# [Problem description]
From the line with "Task: point out each instance of the bright" through the final line, transcribe the material below character for character; include no other lines.

## BEGIN Data to process

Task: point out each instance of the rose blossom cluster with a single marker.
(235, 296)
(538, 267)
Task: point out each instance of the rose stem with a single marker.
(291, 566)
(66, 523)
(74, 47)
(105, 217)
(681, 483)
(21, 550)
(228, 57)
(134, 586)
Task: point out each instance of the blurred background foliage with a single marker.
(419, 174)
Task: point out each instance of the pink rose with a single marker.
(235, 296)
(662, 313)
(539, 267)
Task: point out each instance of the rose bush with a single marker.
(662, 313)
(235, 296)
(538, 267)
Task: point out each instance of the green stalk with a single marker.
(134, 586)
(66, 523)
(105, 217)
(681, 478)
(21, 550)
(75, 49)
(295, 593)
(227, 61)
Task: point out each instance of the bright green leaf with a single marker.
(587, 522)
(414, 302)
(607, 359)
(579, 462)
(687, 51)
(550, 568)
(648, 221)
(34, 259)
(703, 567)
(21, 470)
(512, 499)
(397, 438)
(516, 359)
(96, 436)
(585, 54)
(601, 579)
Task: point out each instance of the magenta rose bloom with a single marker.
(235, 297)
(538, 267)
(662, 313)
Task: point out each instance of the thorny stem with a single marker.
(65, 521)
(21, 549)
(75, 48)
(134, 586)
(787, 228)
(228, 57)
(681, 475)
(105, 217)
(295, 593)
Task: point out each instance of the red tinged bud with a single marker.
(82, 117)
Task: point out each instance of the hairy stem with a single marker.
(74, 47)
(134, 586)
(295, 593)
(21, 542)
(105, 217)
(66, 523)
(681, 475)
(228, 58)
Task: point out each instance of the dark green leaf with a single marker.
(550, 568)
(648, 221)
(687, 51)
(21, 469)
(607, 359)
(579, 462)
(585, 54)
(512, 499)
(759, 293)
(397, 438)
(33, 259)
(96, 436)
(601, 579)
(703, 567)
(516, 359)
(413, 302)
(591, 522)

## END Data to process

# [Answer to the exercise]
Task: point out each instance of the bright green leaf with a single marker.
(587, 522)
(414, 302)
(607, 359)
(579, 462)
(687, 51)
(550, 568)
(648, 221)
(34, 259)
(703, 567)
(21, 470)
(512, 499)
(397, 438)
(516, 359)
(96, 436)
(585, 54)
(601, 579)
Task: point out each instance of the magenta rose bloom with a single marker.
(235, 297)
(538, 267)
(662, 313)
Task: point out each instance of the thorny stem with a single marker.
(65, 521)
(21, 549)
(75, 48)
(134, 586)
(787, 228)
(228, 57)
(681, 475)
(105, 217)
(295, 593)
Task: point out each instance of the red tinged bud with a single marker.
(82, 117)
Task: point out each instance of the hairy stem with a single marker.
(74, 47)
(134, 586)
(295, 593)
(21, 542)
(105, 217)
(66, 523)
(681, 475)
(228, 58)
Task: point out each instance of the dark green leaf with a single marker.
(550, 568)
(648, 221)
(687, 51)
(21, 469)
(607, 359)
(579, 462)
(585, 54)
(512, 499)
(759, 293)
(397, 438)
(33, 259)
(96, 436)
(601, 579)
(703, 567)
(516, 359)
(413, 302)
(591, 522)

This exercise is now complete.